=== DATA ===
▼
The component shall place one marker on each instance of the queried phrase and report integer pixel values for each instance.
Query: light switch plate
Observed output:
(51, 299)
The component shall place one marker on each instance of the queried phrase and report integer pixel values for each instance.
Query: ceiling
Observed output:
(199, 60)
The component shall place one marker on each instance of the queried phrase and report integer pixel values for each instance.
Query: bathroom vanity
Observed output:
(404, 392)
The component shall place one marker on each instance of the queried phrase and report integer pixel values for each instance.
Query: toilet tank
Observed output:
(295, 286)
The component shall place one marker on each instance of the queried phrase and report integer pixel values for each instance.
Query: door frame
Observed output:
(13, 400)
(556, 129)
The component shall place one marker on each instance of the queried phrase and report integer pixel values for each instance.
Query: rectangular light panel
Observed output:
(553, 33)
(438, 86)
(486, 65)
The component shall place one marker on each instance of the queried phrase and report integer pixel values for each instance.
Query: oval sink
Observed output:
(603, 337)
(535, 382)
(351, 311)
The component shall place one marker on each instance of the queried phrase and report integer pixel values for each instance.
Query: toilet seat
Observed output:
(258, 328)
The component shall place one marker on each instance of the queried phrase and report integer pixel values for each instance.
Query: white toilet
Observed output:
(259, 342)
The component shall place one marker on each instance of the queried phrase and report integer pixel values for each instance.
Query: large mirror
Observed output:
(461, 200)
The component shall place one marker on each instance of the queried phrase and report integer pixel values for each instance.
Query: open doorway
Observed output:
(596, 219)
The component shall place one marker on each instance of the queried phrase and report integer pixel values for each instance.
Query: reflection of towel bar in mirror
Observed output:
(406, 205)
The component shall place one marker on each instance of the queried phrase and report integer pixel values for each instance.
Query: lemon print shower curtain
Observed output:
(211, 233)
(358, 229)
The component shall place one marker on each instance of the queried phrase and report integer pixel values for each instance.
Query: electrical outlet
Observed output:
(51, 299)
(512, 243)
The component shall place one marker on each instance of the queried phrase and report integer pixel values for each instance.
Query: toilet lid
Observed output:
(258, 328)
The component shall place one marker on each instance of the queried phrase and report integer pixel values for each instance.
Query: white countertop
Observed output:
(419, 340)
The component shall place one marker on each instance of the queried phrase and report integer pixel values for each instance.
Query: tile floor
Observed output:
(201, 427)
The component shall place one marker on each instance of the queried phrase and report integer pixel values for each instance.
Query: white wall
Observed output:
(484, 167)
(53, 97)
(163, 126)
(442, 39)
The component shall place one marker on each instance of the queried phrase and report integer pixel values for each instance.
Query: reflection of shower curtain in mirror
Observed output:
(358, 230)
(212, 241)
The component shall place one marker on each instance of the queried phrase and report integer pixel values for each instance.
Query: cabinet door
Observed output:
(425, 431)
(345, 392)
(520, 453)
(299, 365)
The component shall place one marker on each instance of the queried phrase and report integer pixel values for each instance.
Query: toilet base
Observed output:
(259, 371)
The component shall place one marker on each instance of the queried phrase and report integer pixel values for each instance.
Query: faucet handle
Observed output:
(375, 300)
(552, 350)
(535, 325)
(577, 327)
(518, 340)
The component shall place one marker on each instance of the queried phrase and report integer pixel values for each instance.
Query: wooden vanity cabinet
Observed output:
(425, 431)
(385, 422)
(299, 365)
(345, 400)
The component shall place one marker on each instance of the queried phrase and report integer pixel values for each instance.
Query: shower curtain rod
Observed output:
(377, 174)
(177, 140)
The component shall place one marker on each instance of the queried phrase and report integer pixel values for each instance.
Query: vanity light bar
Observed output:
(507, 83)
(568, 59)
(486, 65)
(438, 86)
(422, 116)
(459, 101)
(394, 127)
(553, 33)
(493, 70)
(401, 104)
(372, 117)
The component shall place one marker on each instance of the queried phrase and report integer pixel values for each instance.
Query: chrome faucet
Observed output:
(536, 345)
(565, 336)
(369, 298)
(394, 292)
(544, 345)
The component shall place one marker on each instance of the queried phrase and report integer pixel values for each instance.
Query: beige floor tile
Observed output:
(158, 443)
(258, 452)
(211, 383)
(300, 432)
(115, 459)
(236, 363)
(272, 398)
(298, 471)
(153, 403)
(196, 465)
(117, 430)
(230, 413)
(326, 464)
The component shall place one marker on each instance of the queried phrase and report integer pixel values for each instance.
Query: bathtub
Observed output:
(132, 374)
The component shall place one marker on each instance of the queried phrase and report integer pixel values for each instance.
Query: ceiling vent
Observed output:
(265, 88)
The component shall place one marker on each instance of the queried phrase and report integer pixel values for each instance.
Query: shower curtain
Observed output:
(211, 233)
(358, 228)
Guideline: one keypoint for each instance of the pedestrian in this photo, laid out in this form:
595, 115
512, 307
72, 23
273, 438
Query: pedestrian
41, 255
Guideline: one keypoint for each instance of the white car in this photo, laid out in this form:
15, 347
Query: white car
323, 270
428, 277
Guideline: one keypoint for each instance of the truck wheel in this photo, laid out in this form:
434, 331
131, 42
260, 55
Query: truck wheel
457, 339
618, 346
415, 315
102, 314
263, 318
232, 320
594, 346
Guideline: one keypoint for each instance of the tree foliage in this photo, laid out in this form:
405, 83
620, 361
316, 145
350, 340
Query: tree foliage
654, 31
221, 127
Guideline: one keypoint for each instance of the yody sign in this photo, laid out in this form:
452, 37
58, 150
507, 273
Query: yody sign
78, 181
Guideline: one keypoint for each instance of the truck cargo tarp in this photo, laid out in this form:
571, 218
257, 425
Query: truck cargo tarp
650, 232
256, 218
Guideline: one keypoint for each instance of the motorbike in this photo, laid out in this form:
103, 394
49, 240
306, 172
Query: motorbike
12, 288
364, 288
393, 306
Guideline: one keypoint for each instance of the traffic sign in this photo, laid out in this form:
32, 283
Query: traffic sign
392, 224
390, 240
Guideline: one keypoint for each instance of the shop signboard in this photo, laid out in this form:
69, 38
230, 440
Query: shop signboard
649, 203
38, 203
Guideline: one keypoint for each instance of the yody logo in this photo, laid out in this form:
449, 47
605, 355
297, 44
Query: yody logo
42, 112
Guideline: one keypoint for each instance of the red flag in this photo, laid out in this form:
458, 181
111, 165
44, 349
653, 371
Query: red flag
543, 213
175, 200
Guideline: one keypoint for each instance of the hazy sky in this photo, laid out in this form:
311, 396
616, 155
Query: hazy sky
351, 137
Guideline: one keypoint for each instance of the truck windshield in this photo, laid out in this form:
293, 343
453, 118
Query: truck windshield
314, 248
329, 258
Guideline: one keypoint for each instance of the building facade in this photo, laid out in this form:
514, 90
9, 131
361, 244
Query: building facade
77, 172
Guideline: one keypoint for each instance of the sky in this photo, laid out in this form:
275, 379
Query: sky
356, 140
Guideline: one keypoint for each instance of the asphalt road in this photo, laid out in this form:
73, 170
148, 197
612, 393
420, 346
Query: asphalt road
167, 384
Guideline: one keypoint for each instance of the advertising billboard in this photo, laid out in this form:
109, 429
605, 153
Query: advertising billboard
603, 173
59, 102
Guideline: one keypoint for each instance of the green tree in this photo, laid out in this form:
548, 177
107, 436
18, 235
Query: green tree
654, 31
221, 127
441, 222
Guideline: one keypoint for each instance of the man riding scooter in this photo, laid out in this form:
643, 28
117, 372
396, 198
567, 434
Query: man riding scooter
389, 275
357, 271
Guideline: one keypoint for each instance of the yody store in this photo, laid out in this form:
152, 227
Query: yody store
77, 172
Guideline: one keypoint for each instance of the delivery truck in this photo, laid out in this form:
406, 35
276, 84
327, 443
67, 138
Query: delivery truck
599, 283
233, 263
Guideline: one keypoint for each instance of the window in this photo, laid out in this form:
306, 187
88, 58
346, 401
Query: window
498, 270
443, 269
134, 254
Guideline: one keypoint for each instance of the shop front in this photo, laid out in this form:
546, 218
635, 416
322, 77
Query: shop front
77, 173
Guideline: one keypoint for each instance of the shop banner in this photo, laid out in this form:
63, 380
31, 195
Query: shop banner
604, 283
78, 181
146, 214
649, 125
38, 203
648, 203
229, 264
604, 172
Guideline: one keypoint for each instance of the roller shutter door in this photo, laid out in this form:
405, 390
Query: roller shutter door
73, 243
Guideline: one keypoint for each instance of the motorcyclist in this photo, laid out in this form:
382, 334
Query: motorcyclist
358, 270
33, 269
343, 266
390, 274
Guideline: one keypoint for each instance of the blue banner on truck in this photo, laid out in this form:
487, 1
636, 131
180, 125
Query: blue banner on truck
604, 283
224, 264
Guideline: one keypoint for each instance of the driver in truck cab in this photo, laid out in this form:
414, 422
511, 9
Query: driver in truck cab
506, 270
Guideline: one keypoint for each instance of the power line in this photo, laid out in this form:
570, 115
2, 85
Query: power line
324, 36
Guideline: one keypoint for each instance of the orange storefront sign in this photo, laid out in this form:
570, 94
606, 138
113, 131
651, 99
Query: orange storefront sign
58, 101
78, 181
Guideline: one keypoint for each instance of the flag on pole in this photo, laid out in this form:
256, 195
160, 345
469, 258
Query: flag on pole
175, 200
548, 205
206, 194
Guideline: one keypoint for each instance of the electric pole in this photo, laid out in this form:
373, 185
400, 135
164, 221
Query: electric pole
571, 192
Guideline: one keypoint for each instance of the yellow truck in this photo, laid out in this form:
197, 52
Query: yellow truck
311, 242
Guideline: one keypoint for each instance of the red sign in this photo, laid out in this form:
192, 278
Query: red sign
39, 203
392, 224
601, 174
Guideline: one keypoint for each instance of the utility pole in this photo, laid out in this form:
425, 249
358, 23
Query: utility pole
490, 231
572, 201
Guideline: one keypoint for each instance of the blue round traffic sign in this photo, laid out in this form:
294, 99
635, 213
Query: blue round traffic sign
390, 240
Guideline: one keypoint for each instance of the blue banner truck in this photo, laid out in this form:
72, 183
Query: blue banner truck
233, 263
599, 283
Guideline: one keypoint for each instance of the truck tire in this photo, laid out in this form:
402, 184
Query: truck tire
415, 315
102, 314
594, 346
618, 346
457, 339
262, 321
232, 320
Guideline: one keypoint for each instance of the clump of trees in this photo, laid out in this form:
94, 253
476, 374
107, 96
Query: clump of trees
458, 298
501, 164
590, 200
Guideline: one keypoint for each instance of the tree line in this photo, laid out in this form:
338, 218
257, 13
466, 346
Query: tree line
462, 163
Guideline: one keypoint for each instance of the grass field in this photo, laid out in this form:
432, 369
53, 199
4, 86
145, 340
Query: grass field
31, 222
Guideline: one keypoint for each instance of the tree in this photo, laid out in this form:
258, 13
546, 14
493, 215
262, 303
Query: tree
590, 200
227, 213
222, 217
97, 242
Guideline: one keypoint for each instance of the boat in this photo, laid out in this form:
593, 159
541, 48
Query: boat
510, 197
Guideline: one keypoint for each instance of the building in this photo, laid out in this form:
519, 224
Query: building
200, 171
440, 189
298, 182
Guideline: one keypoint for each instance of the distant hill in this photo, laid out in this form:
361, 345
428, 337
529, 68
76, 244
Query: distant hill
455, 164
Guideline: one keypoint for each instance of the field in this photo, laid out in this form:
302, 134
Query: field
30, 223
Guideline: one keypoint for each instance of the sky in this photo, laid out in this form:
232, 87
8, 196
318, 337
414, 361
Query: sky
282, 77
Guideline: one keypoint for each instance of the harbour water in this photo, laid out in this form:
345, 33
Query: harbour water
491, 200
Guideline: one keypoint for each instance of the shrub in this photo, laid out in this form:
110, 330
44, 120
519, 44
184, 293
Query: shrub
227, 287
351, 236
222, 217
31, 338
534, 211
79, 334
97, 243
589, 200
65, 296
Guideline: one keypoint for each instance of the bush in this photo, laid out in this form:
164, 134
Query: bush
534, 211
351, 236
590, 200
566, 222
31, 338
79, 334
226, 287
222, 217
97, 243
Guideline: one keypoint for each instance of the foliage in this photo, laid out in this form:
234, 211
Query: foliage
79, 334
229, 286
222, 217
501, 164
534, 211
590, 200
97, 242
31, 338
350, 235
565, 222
▲
=== WHAT THE TASK ASKS ===
Looking through the data above, copy out each line in which the string "curtain" occurs.

=== SOLVED EXERCISE ===
Query: lemon print shower curtain
Query: reflection of shower curtain in mirror
Query: shower curtain rod
Query: shower curtain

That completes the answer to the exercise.